▶ _What this task involves_: Everything in the listing below needs to be returned word for word.

▶ _Information supplied_:
+-------+

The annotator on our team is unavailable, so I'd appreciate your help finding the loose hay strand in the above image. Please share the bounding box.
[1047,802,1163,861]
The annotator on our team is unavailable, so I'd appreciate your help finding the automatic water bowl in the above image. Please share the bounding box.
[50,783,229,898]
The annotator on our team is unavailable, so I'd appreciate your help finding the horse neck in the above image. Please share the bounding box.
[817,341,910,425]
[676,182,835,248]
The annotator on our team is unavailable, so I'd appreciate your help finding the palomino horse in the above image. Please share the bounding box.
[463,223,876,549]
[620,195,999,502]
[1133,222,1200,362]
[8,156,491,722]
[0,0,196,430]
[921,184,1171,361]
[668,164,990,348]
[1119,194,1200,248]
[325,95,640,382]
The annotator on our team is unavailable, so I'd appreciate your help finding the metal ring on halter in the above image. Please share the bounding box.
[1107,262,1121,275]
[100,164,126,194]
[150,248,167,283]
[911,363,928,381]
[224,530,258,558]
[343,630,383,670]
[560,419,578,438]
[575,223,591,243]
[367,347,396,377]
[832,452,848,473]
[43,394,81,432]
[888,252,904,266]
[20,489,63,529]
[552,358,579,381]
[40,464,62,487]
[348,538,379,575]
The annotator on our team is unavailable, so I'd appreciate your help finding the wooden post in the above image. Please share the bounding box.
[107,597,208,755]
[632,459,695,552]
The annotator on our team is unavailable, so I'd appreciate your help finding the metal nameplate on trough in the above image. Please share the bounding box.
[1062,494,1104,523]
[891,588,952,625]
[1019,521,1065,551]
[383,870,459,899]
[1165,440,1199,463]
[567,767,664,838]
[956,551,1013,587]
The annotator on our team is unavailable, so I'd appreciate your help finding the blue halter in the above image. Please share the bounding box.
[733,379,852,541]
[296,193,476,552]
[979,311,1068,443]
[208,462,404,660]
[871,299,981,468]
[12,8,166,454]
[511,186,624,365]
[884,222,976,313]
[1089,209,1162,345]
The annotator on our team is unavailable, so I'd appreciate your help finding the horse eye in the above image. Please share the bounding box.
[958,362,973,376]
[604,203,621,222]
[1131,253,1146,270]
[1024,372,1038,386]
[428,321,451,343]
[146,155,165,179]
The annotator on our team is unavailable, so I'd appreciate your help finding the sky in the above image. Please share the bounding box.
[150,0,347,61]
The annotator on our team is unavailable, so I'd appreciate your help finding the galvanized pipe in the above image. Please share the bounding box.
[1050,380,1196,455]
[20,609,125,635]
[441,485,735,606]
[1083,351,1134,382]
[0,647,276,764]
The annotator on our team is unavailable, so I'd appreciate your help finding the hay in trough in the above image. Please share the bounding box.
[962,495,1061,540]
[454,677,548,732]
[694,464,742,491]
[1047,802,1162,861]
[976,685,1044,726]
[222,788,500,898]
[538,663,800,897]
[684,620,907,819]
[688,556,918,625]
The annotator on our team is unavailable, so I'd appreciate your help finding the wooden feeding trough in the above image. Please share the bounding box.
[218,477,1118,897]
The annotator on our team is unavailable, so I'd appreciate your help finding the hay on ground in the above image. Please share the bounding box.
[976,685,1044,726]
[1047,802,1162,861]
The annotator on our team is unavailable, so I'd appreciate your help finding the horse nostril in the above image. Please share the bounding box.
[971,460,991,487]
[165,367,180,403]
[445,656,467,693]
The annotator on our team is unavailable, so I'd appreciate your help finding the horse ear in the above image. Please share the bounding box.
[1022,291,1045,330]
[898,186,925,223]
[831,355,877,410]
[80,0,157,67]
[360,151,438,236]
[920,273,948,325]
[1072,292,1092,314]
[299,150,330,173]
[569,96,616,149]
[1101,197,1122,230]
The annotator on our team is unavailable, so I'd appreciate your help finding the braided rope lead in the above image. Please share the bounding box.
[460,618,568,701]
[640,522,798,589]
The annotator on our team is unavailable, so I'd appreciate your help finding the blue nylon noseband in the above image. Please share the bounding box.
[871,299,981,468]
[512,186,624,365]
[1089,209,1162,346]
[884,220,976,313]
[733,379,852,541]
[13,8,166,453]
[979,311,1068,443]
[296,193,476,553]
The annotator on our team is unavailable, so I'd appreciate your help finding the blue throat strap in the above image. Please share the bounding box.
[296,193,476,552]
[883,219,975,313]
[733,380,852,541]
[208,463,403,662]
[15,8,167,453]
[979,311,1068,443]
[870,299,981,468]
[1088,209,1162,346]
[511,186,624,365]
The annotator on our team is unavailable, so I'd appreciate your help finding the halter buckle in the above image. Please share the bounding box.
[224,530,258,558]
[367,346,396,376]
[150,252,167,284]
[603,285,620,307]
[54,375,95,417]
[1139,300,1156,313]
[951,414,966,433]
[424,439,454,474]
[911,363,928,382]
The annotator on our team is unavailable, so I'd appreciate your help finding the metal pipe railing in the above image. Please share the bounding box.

+-------+

▶ _Finished task_:
The annotator on our team is unavailable, so I'd appreciate your help finding the loose hay strand in the above image. Please share the bounding box.
[1047,802,1163,861]
The annotator on our team is unavailable, so I'd appreciate your help finding the automatic water bowl in the above image. Please share the bounding box.
[50,783,229,898]
The annotator on our team is unavailable, so I'd appreciate your help finding the horse neck in the above image. Please share the bounding box.
[817,341,910,425]
[676,182,835,248]
The annotator on our team is unavailable, so I'd appreciate your help finding the palomino horse in the above image. Please share the bounding box.
[463,223,876,549]
[620,195,999,502]
[1133,222,1200,362]
[8,156,491,722]
[0,0,196,430]
[921,184,1171,361]
[668,164,990,348]
[1119,194,1200,248]
[325,95,640,382]
The annotator on our team is unavailable, so I'd appreciate your help finding the metal ring on halter in the above image. Please share the bounding box.
[1107,262,1121,275]
[100,164,126,194]
[150,248,167,283]
[911,363,928,381]
[224,530,258,558]
[343,630,383,670]
[560,419,578,438]
[575,223,591,243]
[367,347,396,377]
[832,452,848,473]
[43,394,81,432]
[888,252,904,266]
[20,489,63,529]
[552,358,579,381]
[40,464,62,487]
[348,538,379,575]
The annotator on our team is unavailable, so I'd appreciate your help finding the wooden post in the above image. Please share the bounding box.
[107,597,208,755]
[632,459,695,552]
The annotator on our team is unavailable, so I'd appreciate your help finding the metal nameplate on trough in the above image. Please share the bounding box.
[1062,494,1104,523]
[891,588,952,625]
[1019,521,1065,551]
[383,870,459,899]
[1165,440,1199,463]
[567,767,664,838]
[956,551,1013,587]
The annotator on our team is unavailable, so I'd appreciate your help finding the blue halter in the above image. Please share the bounding box.
[733,379,852,541]
[296,193,476,552]
[979,311,1068,443]
[208,462,404,660]
[871,299,981,468]
[12,8,166,454]
[511,186,624,365]
[884,222,976,313]
[1089,209,1162,345]
The annotator on our team is unavailable, so I'd appreciate your help finding the horse eye in the above image. Please share the bounding box.
[958,362,973,376]
[604,203,621,222]
[1131,253,1146,270]
[1024,372,1038,386]
[428,321,451,343]
[146,155,165,179]
The annotator on our team is unavailable, so I'd appreciate your help finding the sky in the above image. Please share the bounding box.
[150,0,347,61]
The annotator on our team is unavailable, so I'd appreciate your help finding the galvanized pipe in the above image. Please share the bounding box.
[1050,380,1196,455]
[20,609,125,635]
[441,485,735,606]
[1083,351,1134,382]
[0,647,276,764]
The annotator on our team is unavailable, so I'd appreciate your help finding the hay in trough in the above image. Please share the bounding box.
[962,495,1061,540]
[454,677,548,732]
[694,464,742,491]
[1047,802,1162,861]
[976,685,1044,726]
[222,788,500,898]
[538,663,800,897]
[684,620,907,819]
[688,556,918,625]
The annotator on our team is unavailable, so I'd appreciate your help finding the wooden feeding trough in the above image. Please share the bounding box.
[218,477,1118,897]
The annotator on our team is unavailable, so I'd appreciate your help finding the hay on ground in the above image. Please share the bounding box.
[976,685,1044,726]
[1047,802,1162,861]
The annotator on our team is unavailable, so I'd appreciate your help finding the horse nostril in the above image. Please share the bounding box.
[971,460,991,487]
[165,367,180,403]
[445,656,467,693]
The annotator on our team is unavailable, so I'd appreciate your help finding the horse ear in the above image. Please share the bounding box.
[1022,291,1045,330]
[898,186,925,223]
[831,355,877,410]
[80,0,157,67]
[360,151,438,236]
[920,273,948,325]
[1072,292,1092,314]
[299,150,330,173]
[569,96,616,149]
[1101,197,1122,230]
The annotator on our team is unavailable, so I'd appreciate your help finding the braided rope lead in the above image. Please share the bounding box.
[460,618,568,701]
[640,522,798,589]
The annotator on our team is unavailable, so I'd appreciate your help finding the blue nylon noseband in the above image. Please share the bounding box.
[871,299,981,468]
[512,186,624,365]
[1089,209,1162,346]
[884,220,976,313]
[733,379,852,541]
[13,8,166,453]
[979,311,1068,443]
[296,193,476,553]
The annotator on our team is unavailable, so I'd appreciate your help finding the blue throat strap in the above image. Please share the bounding box.
[296,193,476,552]
[883,219,975,313]
[733,380,852,541]
[208,463,403,662]
[15,8,167,453]
[979,311,1068,443]
[870,299,981,468]
[1088,209,1162,346]
[511,186,624,365]
The annotator on our team is unavailable, so I'd appreciate your help finding the halter buckle in the above image. Please share the bounding box.
[224,530,258,558]
[367,346,396,376]
[150,252,167,284]
[603,285,620,307]
[54,375,95,417]
[1139,300,1156,313]
[951,414,966,433]
[424,439,454,474]
[911,363,928,382]
The annotator on our team is unavailable, so I'd appreciate your help finding the metal pipe railing in the above image. Please share the bounding box.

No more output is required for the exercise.